══ Data for analysis ══

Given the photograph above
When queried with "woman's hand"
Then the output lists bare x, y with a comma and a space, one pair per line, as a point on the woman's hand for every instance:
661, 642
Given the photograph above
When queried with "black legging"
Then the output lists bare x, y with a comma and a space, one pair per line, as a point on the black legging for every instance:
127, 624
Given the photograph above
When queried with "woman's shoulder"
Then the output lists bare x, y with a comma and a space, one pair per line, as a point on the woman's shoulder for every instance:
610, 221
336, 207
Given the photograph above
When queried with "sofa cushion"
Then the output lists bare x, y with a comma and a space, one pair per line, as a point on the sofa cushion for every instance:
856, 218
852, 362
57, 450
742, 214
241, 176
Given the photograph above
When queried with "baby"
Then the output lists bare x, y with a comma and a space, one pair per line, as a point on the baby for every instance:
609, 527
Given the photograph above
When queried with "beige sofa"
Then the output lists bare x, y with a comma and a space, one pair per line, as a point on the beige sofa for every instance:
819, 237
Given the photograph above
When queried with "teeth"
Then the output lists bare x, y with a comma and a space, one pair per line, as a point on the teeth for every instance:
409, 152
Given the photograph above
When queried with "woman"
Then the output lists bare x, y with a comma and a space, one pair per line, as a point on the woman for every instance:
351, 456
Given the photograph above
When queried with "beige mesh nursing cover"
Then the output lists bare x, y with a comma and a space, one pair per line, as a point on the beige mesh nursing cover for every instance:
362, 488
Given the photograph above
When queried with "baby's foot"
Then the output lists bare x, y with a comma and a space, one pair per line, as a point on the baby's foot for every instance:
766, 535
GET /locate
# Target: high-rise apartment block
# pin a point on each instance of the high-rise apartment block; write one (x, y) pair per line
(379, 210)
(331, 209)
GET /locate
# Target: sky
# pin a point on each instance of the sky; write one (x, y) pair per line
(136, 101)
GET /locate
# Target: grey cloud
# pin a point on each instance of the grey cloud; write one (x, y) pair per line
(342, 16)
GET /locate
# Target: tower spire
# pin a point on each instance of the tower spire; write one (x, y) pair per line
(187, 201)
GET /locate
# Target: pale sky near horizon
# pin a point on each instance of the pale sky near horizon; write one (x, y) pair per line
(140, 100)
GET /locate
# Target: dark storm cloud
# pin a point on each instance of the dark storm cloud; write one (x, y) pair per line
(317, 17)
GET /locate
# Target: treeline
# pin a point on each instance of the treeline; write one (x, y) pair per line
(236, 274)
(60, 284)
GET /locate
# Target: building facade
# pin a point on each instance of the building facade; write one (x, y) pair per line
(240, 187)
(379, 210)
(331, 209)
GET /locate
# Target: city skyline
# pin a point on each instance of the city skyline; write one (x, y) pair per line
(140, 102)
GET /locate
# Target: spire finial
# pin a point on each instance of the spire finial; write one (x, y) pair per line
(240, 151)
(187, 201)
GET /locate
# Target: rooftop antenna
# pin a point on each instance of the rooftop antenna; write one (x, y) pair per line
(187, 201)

═══

### [Required work]
All records are to be retyped precisely.

### [Problem solution]
Given the photograph above
When queried with "woman's hand"
Then the output lists bare x, y with a comma and a space, one pair per line, as a point on the woman's hand for every instance:
661, 642
Given the photograph above
When queried with "black legging"
Then the output lists bare x, y with a comma and a space, one pair per line, as a point on the black legging for every instance:
127, 624
Given the photograph above
When queried with "woman's shoulder"
Then the output lists bare x, y with a comma and a space, one pair per line, as a point on the woman's shoulder for every instance:
610, 221
336, 207
Given the photograph above
When queried with "sofa cushion"
Then the output lists bare x, y with a comma and a space, one pair per line, as a point on the sofa cushion for every instance:
856, 218
852, 362
57, 450
742, 214
241, 176
Given the photograph above
When queried with "baby"
Then the output lists bare x, y with a comma and a space, one pair per line, as a point on the baby for every instance:
609, 527
Given the photograph above
When queried with "beige sofa"
Then the output lists bare x, y with a comma and a space, one pair per line, as a point on the beige sofa for every instance:
819, 237
Given the photograph above
When queried with "teeth"
Then the output lists bare x, y with a comma and a space, one pair per line, as a point on the teeth for every instance:
409, 152
Given the photograph above
When queried with "woman"
Then the output lists bare x, y with a comma and a space, one pair per line, as a point on the woman for every instance:
351, 456
Given the photograph above
When queried with "beige mesh nursing cover"
Then the output lists bare x, y with a comma and a space, one pair per line, as a point on the beige mesh nursing cover for every instance:
362, 488
Given the photograph above
When queried with "baby's foot"
Then the output lists bare x, y with a comma and a space, one pair per line, as a point on the baby's foot for every instance:
766, 535
GET /locate
# Target: high-rise apartment block
# pin a point on each instance of the high-rise apartment block; write one (x, y) pair per line
(379, 210)
(331, 209)
GET /locate
# Target: sky
# pin a point on each instance of the sky; write one (x, y) pair per line
(136, 101)
GET /locate
# Target: grey cloud
# pin a point on each instance of the grey cloud; write one (x, y) pair per line
(342, 16)
GET /locate
# Target: tower spire
# pin a point on each instance of the tower spire; write one (x, y) pair per line
(187, 201)
GET /locate
# Target: pale sky near horizon
# pin a point on each instance of the pale sky near horizon; write one (x, y) pair per line
(140, 100)
GET /locate
# Target: dark storm cloud
# pin a point on each instance of the dark storm cloud; write one (x, y) pair per line
(317, 17)
GET /locate
# Target: treeline
# pin a point on each instance of the treeline; write one (x, y) pair per line
(236, 274)
(60, 284)
GET /locate
# Target: building facade
# pin a point on each instance of the building facade; write one (x, y) pair per line
(240, 187)
(379, 210)
(331, 209)
GET /locate
# Target: city skyline
# pin a point on each instance of the city skyline; write one (x, y) pair per line
(140, 102)
GET /locate
# Target: spire finial
# pin a point on each instance of the spire finial; write one (x, y) pair per line
(240, 151)
(187, 201)
GET /locate
# Target: rooftop antenna
# pin a point on each instance of the rooftop antenna; write one (x, y) pair per line
(187, 201)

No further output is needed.